§ **SOURCE PASSAGE**:
>> Begin

# Disable Dish on Demand?



## jpage4500 (Jul 30, 2005)

I read somewhere it was possible to disable Dish on Demand for the 622.. maybe I misread this since I can't seem to find info about it anymore or in the setup menu's.

I would like my "DVR" button to take me directly to the My Recordings menu and not the current menu giving me a choice of My Records and Dish on Demand.

thanks,
joe


----------



## Ron Barry (Dec 10, 2002)

Currently there is no way to disable Dish on Demand. Also, there is no way to re-arrange the behavior of the DVR button. Both have been noted as Wish list items.


----------



## voyagerbob (Jul 14, 2002)

I have had my 622 for a month. There have been no Dish on Demand movies downloaded on my machine. I didn't select anything special though. I think it is because I use the tuners so much that there isn't a window long enough to record any movies. I believe it records over 40 hours per day. 

Voyagerbob


----------



## wisdom (Nov 13, 2005)

voyagerbob said:


> I believe it records over 40 hours per day.
> 
> Voyagerbob


OK, I'll be the first to ask...just how much porn does one man need?


----------



## Geronimo (Mar 23, 2002)

I would have trouble watching 40 hours a day.


----------



## wisdom (Nov 13, 2005)

Geronimo said:


> I would have trouble watching 40 hours a day.


Lack of blood to the brain, right?


----------



## voyagerbob (Jul 14, 2002)

Five people in the house so really only 8 hours each per day.  After cutting out commercials we're down to 6 each. I'd say I watch about 3-4 hours (2-3 after commercias are skipped) per day.

But seriously about half of everything recorded if not more gets recorded over again before it gets watched. We protect the timers for shows we "have to see".

>> End

§ **SUPPLIED INFORMATION**:

>> Begin

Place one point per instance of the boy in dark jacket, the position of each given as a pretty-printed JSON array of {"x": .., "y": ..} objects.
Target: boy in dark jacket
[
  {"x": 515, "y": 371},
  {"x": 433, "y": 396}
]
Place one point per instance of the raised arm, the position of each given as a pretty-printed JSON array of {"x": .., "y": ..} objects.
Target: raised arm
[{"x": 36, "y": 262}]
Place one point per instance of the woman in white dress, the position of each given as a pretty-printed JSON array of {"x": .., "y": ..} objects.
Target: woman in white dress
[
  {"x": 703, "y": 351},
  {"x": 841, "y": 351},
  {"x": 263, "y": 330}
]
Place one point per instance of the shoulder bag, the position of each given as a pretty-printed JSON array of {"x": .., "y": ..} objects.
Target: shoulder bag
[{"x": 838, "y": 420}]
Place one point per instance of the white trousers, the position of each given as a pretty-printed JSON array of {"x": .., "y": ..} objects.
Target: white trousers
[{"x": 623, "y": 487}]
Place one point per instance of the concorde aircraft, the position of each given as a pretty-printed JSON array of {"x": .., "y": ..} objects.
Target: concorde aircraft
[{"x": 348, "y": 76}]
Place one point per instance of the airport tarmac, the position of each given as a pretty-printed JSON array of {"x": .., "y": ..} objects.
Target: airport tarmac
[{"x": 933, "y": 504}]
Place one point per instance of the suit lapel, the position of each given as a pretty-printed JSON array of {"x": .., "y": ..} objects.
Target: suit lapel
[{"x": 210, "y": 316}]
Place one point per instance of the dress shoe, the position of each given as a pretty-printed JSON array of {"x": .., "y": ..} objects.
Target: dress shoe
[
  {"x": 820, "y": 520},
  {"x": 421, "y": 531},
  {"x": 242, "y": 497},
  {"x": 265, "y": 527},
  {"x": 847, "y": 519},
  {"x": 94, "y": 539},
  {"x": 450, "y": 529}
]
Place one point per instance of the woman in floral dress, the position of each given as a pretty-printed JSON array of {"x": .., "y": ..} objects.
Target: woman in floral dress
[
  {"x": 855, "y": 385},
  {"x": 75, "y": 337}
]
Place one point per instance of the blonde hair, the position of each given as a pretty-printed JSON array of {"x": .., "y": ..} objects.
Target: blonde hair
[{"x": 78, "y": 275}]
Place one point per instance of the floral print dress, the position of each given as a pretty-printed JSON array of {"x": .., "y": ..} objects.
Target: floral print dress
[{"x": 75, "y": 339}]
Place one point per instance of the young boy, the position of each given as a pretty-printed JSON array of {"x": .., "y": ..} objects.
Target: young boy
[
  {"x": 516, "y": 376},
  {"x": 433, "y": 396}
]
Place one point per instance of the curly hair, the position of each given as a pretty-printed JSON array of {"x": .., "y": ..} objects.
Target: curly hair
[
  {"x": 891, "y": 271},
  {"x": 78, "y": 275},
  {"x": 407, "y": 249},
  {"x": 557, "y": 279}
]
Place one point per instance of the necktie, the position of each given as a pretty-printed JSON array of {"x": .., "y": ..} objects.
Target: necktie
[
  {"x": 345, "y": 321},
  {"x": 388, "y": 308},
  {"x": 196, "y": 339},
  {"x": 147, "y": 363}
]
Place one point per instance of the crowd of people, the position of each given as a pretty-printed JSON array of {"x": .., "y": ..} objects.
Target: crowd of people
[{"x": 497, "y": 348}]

>> End

§ **REQUIRED TASKS**:
1) Rewrite the paragraph beginning "I have had my 622 for a month" from the Dish on Demand thread in two shorter sentences, keeping its main facts.
2) Decide whether each statement agrees with the Dish on Demand thread, answering yes or no and quoting the deciding words: (a) There is currently a way to disable Dish on Demand. (b) The house has five people in it. (c) The behavior of the DVR button can be re-arranged.
3) Please return, word for word, the stretch of the Dish on Demand thread from "## Ron Barry" through "Wish list items.".

§ **ANSWERS TO EACH TASK**:
1) After a month with the 622, no Dish on Demand movies have downloaded, and nothing special was selected. The likely cause is heavy tuner use, which at over 40 hours of recording per day leaves no window long enough for movies.

2)
(a) No: "Currently there is no way to disable Dish on Demand."
(b) Yes: "Five people in the house"
(c) No: "there is no way to re-arrange the behavior of the DVR button"

3)
## Ron Barry (Dec 10, 2002)

Currently there is no way to disable Dish on Demand. Also, there is no way to re-arrange the behavior of the DVR button. Both have been noted as Wish list items.